■ WHAT YOU HAVE TO DO: List each line in the rows below that contains the word "curb".

=-=-=-=-=

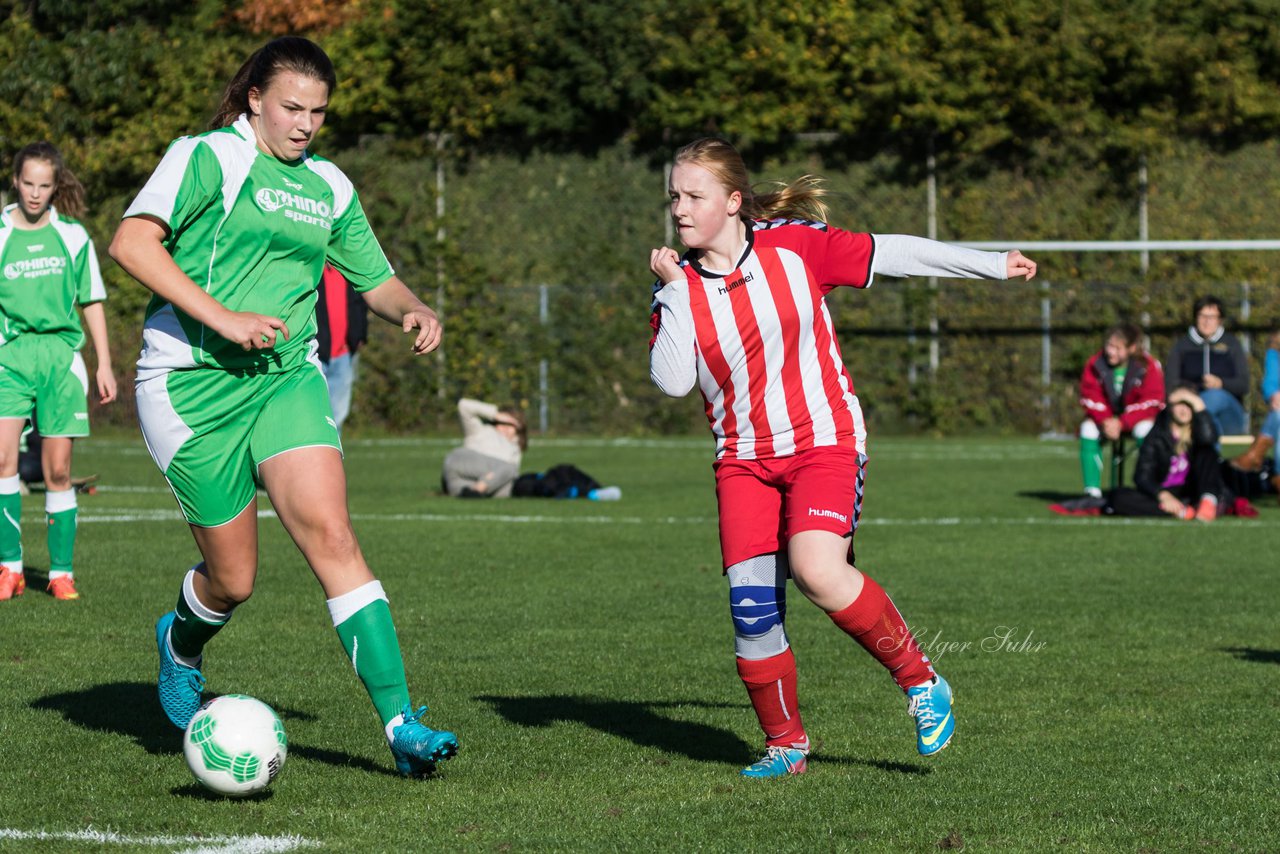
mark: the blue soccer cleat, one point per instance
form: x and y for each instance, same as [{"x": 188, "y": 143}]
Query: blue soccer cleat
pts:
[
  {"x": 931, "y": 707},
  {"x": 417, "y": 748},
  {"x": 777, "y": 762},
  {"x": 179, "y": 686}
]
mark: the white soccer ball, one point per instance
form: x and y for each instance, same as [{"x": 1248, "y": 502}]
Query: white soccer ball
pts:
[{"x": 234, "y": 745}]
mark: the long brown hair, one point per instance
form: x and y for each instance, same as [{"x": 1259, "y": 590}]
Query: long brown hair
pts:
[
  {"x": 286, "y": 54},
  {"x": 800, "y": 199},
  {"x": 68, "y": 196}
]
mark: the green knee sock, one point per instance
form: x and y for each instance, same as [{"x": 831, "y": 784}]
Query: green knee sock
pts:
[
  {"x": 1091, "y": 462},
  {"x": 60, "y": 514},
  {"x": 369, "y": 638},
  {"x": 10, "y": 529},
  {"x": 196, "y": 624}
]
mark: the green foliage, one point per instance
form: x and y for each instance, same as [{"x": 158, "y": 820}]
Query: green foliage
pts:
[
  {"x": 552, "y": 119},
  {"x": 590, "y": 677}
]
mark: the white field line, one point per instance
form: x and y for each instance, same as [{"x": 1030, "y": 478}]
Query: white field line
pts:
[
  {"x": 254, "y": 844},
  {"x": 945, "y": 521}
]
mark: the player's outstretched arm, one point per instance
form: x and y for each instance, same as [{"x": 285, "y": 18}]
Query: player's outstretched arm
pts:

=-=-=-=-=

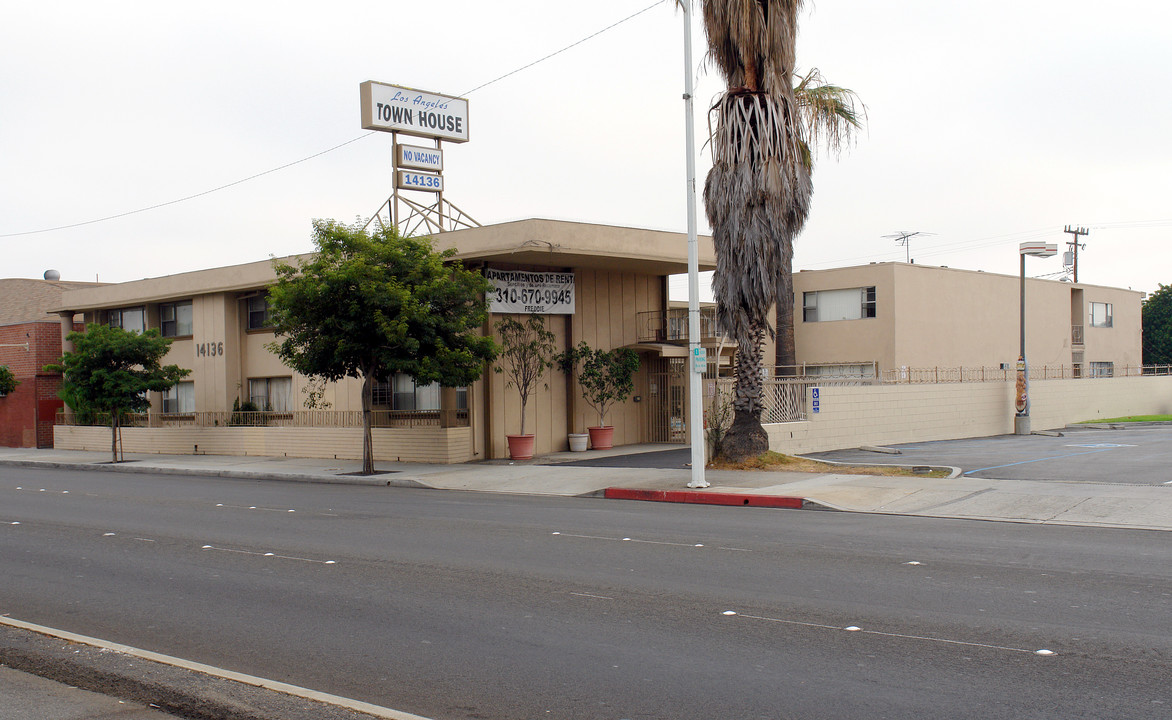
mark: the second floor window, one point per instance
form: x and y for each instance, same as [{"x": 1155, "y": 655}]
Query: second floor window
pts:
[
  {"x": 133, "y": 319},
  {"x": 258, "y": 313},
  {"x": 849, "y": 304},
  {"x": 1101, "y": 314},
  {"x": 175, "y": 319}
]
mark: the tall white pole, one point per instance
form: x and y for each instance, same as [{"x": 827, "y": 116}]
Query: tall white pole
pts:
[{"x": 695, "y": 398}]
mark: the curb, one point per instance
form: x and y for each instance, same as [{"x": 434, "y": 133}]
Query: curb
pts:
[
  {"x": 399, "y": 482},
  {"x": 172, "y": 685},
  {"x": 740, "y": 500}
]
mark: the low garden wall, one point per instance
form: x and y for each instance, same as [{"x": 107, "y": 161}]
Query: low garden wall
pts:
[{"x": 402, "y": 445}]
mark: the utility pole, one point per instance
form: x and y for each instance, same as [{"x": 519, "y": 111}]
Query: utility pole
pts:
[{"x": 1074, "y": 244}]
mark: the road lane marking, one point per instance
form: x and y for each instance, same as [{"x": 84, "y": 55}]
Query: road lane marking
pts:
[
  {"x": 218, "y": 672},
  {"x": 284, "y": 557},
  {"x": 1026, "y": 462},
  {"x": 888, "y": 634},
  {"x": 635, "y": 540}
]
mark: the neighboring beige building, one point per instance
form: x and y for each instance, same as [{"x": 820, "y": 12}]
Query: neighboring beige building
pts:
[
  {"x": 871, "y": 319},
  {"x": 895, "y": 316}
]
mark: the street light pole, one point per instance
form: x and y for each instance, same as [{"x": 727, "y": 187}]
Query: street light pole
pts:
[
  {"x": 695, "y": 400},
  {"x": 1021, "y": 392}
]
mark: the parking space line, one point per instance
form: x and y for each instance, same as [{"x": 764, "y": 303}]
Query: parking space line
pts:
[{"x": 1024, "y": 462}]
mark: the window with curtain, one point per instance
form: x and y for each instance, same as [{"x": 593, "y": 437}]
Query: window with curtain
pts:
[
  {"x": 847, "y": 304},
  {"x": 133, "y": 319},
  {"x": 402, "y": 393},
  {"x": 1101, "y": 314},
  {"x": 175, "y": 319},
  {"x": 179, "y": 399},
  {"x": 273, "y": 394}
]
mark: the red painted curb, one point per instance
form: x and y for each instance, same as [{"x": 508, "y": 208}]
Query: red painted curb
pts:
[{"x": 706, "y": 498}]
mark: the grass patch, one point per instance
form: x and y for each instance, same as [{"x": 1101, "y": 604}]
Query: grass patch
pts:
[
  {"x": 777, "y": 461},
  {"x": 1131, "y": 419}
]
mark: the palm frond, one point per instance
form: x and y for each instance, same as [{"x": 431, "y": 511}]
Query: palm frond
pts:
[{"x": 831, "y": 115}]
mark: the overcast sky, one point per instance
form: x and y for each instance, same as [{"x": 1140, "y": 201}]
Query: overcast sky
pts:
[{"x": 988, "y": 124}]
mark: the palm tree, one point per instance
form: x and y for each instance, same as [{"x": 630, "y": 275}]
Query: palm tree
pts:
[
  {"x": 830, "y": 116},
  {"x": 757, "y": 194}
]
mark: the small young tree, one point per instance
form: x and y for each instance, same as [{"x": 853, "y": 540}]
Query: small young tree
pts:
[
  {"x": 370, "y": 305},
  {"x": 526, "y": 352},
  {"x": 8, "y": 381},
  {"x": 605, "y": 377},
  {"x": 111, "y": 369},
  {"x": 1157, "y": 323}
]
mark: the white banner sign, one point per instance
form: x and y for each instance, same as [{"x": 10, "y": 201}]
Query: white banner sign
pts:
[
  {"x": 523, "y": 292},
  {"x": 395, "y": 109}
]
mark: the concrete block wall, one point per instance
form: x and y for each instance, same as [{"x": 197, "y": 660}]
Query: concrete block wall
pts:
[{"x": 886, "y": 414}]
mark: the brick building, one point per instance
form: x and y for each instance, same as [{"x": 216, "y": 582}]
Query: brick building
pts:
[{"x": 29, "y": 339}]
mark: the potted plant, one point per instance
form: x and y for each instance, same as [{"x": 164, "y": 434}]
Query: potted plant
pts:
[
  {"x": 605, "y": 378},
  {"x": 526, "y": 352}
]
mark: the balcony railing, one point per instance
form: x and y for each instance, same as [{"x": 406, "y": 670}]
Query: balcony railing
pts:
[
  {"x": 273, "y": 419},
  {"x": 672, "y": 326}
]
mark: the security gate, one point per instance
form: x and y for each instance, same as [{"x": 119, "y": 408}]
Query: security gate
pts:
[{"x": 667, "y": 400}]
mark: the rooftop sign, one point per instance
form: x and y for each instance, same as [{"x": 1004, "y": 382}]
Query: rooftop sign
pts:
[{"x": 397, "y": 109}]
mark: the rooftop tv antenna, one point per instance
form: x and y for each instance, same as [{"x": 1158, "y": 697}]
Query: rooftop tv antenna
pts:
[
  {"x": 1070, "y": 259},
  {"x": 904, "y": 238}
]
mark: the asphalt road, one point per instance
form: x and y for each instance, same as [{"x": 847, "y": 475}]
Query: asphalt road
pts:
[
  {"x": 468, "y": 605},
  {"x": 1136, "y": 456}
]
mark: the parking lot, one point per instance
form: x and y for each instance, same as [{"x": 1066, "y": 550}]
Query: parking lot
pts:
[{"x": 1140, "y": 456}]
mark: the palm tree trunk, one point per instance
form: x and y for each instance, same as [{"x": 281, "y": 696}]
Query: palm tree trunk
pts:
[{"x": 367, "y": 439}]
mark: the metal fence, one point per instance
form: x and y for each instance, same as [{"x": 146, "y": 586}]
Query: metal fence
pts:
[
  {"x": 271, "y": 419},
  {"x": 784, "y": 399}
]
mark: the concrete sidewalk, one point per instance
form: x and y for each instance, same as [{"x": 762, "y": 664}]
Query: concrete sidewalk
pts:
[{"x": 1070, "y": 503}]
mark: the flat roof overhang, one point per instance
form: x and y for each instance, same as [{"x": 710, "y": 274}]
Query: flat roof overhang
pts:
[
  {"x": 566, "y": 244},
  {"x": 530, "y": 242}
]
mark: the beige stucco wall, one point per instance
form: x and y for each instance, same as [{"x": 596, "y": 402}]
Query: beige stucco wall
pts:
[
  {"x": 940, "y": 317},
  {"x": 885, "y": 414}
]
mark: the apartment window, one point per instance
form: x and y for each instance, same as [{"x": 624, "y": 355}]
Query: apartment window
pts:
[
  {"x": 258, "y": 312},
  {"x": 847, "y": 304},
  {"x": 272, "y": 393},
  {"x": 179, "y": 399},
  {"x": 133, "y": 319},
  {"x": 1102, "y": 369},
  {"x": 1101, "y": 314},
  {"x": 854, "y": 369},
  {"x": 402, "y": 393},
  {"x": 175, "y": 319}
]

=-=-=-=-=

■ RESULT FOR THIS EXERCISE:
mark: the curb, one point per instance
Query: curb
mark: the red painted curb, one point per instance
Query: red painted curb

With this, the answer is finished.